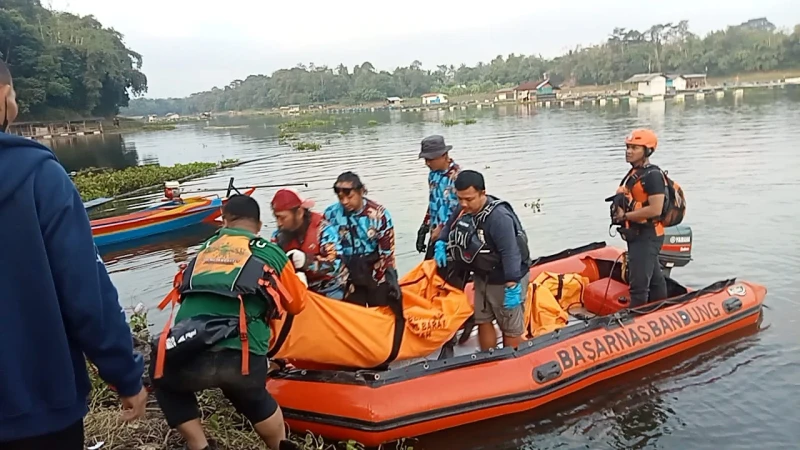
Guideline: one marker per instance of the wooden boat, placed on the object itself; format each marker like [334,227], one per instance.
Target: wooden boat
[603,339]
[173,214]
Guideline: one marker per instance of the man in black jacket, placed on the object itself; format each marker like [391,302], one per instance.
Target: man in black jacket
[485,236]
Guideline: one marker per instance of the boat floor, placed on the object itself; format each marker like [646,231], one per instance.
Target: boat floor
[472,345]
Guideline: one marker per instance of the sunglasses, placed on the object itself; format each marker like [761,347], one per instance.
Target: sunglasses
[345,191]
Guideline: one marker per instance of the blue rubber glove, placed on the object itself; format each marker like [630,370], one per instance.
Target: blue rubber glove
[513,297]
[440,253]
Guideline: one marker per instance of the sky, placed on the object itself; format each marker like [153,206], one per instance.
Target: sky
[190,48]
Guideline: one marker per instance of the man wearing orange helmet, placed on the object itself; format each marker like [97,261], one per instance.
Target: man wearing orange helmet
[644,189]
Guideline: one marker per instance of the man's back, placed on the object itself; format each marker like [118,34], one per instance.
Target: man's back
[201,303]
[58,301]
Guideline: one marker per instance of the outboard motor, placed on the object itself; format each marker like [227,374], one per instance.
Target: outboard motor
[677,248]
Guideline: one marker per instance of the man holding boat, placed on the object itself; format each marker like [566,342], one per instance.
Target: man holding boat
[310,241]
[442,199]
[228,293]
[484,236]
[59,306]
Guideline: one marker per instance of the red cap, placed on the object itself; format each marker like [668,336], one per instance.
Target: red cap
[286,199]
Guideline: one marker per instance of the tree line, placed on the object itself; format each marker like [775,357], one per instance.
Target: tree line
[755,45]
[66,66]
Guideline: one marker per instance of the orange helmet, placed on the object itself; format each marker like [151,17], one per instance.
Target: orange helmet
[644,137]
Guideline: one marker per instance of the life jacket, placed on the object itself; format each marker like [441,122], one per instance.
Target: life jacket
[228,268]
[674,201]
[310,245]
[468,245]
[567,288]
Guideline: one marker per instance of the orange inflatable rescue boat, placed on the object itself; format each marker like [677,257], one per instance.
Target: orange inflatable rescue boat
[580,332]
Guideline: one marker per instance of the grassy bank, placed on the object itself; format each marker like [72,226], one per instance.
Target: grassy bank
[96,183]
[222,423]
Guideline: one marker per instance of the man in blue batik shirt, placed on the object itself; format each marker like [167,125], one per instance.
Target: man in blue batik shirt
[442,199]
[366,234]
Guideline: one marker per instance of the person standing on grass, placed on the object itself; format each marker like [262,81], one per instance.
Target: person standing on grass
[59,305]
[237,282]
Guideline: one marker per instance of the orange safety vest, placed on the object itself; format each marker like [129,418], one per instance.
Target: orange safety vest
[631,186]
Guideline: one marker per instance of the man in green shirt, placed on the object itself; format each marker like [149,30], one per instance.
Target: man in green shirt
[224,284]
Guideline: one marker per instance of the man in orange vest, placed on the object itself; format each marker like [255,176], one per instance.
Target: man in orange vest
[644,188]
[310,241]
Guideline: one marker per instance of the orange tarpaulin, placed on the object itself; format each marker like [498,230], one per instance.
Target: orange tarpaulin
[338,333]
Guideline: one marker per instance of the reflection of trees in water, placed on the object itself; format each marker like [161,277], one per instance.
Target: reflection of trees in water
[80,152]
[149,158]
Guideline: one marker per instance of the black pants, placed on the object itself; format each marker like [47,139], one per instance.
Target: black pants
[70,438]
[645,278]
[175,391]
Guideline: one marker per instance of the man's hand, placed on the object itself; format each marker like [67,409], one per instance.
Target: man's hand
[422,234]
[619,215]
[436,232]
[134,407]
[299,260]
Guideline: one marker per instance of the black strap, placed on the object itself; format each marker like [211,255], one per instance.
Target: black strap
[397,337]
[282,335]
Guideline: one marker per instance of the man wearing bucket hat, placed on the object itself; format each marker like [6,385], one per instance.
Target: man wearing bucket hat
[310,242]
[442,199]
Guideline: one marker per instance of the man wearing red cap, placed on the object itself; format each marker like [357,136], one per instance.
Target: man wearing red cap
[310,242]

□ □ □ □ □ □ □

Reproduce the items from the line containing "Guideline: one marker per instance of the black strap, placed" through the end of the items, both ends included, swapping "bucket hat" for "straw hat" and leaving everything else unchanged.

• Final result:
Guideline: one marker per instance of the black strap, placed on the object itself; format each marker like [211,255], one per instance.
Target: black strap
[397,337]
[282,335]
Guideline: one marker per instance of the man wearing straw hat, placed on the object itself; format each marker like [6,385], one per instance.
Target: man wearing straw hat
[310,242]
[442,199]
Guideline: one marker per instance of the man wearing red cap, placed on the object itself; format each marker like [357,136], one per instance.
Target: man wearing red cap
[310,242]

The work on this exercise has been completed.